#### [Dataset extract]
=== Begin Enclosure ===

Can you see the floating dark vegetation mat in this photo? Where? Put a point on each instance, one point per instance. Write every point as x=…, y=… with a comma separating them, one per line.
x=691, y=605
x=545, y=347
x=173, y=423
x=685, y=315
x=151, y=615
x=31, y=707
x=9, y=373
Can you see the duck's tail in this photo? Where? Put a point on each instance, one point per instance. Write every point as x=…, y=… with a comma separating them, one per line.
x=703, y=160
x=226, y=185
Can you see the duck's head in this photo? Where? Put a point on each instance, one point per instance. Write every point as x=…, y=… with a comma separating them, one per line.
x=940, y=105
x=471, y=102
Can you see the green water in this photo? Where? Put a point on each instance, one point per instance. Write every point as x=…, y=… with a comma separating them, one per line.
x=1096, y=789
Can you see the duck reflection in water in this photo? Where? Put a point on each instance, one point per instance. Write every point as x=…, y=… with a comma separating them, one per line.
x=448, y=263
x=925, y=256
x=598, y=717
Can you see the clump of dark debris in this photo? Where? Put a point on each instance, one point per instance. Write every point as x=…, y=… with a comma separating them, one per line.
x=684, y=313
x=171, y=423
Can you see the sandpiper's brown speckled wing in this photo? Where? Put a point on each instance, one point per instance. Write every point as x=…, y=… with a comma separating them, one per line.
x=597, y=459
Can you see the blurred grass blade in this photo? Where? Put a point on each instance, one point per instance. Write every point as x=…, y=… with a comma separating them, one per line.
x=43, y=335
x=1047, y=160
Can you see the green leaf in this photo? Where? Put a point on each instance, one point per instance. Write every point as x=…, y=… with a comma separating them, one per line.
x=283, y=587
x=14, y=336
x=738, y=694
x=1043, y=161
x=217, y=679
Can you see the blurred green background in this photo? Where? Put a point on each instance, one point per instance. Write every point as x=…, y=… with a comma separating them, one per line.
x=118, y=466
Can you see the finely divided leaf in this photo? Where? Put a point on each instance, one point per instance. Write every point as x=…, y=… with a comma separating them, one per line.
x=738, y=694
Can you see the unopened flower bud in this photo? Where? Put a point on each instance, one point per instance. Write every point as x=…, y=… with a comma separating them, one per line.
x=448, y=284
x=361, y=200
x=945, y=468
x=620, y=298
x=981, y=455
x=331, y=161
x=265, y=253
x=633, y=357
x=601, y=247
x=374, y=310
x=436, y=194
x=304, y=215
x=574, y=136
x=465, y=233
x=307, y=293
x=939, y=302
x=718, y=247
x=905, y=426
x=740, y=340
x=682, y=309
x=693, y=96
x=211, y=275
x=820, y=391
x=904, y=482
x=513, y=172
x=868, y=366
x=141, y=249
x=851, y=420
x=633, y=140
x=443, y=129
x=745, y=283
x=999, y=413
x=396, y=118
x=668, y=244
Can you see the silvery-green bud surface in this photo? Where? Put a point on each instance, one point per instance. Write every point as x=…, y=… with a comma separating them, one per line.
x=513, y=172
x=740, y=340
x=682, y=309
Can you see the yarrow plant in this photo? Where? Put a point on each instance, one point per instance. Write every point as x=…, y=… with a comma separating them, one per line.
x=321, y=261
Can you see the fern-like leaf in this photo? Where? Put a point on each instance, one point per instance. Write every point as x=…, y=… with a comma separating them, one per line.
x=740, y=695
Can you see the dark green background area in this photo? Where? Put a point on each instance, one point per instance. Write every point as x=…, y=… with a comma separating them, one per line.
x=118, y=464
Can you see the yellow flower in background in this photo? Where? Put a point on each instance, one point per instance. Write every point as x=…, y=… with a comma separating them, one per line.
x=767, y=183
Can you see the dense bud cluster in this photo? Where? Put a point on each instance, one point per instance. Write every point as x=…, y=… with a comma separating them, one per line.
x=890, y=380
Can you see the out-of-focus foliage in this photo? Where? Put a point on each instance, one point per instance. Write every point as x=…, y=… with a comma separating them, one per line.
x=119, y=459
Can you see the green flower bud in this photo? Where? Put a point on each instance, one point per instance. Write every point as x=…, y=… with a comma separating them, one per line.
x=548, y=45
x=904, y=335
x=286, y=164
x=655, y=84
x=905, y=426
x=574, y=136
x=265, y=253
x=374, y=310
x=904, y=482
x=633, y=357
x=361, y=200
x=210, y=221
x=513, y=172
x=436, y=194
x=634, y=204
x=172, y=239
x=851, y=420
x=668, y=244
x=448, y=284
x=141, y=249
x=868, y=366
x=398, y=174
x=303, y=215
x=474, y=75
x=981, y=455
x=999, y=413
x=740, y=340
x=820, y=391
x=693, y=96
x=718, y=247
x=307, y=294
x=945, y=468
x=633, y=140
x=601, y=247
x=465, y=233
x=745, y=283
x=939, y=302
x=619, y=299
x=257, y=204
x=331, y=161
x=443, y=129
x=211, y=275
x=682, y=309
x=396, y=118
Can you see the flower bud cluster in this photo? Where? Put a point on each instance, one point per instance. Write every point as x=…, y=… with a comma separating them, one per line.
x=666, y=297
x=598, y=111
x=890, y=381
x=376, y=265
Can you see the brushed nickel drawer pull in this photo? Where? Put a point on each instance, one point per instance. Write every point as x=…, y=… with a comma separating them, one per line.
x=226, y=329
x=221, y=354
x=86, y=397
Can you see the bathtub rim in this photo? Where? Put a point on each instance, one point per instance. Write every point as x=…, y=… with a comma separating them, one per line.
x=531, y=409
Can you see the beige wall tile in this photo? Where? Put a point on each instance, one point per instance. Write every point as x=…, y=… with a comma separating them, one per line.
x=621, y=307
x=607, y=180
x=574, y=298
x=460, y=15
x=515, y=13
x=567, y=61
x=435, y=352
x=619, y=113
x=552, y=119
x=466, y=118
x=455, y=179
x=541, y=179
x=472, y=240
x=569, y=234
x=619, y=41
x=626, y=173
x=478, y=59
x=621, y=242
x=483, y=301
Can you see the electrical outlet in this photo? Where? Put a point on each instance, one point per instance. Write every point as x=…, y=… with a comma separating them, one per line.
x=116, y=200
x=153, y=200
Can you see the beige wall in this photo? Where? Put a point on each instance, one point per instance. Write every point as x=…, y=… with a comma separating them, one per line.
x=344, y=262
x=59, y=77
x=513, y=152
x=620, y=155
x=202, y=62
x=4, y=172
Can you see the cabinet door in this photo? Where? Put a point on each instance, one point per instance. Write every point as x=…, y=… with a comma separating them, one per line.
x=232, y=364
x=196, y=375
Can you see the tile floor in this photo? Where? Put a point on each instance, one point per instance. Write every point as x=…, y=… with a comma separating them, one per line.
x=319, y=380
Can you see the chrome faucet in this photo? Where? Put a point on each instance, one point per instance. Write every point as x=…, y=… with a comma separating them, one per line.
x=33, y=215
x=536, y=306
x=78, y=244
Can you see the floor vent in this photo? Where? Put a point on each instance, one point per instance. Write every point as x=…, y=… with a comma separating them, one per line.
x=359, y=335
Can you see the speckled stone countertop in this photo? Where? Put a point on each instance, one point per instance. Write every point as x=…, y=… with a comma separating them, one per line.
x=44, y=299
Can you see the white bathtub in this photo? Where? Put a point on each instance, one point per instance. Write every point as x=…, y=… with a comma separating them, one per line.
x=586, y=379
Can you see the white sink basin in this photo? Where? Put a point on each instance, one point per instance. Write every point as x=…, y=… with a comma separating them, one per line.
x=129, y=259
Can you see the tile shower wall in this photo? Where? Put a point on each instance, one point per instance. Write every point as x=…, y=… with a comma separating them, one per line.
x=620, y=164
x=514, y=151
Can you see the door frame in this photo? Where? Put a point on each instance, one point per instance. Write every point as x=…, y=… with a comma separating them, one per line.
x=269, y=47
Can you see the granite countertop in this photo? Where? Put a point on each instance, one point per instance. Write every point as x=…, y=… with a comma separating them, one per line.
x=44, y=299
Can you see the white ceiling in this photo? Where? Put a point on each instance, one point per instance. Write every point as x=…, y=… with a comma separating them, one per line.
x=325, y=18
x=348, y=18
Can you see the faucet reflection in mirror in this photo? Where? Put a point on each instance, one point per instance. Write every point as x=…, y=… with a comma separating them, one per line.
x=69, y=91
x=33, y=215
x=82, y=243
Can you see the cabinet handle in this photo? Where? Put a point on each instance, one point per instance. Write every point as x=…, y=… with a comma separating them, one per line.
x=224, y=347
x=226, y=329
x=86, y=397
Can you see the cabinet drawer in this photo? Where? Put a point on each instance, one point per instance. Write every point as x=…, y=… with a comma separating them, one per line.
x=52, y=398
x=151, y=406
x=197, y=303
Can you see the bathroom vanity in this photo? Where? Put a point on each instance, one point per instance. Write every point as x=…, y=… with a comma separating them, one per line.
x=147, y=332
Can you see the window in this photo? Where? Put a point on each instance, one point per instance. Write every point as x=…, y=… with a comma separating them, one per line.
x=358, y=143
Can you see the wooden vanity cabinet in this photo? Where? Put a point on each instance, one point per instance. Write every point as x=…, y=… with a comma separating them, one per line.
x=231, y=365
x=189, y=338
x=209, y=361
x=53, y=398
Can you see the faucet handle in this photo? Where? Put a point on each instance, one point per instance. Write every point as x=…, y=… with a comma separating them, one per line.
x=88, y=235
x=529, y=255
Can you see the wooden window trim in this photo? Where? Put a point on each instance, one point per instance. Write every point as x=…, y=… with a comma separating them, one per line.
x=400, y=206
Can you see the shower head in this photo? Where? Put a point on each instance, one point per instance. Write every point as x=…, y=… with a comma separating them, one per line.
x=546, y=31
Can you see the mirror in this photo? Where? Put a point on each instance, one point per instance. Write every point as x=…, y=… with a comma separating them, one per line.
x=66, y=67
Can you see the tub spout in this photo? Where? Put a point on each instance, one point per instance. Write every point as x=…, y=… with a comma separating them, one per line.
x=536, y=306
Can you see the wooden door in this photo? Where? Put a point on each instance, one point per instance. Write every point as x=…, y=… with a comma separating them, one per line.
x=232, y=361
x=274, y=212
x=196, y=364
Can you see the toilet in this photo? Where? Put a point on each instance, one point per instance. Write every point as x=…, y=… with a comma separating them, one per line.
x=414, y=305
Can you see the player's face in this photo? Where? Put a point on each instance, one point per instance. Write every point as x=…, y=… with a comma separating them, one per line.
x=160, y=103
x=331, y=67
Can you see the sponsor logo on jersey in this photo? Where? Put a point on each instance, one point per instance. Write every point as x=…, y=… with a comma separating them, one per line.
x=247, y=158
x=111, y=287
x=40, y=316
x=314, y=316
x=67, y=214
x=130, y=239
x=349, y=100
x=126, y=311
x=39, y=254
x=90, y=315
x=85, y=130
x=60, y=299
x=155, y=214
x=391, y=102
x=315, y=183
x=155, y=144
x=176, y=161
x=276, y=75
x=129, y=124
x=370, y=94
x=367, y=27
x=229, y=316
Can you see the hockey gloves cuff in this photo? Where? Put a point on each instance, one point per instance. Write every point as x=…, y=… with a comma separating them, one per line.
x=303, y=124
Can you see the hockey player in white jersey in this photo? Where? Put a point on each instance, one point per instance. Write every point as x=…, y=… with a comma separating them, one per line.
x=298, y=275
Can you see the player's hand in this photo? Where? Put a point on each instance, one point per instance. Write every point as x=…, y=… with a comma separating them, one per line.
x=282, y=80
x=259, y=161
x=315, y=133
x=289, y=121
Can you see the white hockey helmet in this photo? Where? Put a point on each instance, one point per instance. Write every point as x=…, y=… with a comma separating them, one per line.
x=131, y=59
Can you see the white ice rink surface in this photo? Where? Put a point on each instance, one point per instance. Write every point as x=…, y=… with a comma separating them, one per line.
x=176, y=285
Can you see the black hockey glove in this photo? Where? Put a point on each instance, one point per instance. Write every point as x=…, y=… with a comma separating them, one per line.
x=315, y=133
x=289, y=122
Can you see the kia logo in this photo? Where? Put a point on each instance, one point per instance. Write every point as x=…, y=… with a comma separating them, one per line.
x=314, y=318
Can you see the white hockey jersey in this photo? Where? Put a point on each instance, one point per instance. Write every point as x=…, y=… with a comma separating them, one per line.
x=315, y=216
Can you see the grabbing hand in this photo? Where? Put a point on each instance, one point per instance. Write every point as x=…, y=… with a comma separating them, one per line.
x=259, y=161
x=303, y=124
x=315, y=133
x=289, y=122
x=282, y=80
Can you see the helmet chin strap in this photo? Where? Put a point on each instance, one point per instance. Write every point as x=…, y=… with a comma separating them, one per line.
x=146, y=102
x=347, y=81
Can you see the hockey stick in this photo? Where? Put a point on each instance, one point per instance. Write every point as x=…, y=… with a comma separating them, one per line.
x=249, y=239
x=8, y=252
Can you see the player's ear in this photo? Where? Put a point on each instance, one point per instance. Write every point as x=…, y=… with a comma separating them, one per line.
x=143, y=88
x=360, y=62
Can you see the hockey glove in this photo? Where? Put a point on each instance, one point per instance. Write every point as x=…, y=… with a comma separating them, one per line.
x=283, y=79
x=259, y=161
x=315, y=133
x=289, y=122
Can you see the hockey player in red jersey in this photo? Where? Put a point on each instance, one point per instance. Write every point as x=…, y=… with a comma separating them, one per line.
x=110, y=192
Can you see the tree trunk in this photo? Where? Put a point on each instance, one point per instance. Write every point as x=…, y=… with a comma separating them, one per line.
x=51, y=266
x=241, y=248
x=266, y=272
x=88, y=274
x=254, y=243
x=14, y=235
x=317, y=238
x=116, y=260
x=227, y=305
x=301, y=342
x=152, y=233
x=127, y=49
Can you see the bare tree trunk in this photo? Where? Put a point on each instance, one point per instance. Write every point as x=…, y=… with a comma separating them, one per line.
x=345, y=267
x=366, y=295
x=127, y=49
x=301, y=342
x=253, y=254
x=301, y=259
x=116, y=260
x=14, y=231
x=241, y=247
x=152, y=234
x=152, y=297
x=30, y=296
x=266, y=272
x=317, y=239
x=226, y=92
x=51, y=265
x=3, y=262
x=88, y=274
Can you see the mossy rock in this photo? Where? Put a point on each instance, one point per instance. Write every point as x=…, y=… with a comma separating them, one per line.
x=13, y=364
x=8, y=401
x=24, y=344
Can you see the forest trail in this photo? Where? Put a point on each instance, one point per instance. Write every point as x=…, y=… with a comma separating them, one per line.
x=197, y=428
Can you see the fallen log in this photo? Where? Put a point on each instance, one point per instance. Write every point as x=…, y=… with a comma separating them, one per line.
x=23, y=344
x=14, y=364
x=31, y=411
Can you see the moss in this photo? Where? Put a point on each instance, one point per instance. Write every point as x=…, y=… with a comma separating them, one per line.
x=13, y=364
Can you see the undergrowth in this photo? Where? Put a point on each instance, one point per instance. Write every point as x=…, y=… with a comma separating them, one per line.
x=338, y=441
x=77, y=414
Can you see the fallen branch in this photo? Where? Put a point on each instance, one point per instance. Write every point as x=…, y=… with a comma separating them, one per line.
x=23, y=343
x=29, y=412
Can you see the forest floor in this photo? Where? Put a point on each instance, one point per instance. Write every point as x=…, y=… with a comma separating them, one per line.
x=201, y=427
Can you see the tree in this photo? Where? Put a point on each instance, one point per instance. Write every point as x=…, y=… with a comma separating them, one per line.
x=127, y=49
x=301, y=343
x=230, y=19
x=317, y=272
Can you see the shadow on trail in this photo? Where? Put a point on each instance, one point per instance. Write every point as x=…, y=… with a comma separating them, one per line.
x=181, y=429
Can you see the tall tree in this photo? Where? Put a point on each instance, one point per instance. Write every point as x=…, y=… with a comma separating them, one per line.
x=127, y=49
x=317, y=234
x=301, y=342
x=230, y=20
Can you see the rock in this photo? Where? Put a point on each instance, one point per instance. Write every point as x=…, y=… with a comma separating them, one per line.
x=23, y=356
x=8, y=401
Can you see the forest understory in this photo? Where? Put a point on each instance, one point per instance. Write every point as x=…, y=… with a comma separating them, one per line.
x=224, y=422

=== End Enclosure ===

#### [Problem details]
Find the line that contains "Can you see the forest understory". Repeat it and every line after it, exactly as written, up to and including the last line of the records above.

#### [Exercise output]
Can you see the forest understory in this photo? Where? Put a point on each instance, one point per instance. Write every point as x=…, y=… with a comma separating them, one per line.
x=224, y=422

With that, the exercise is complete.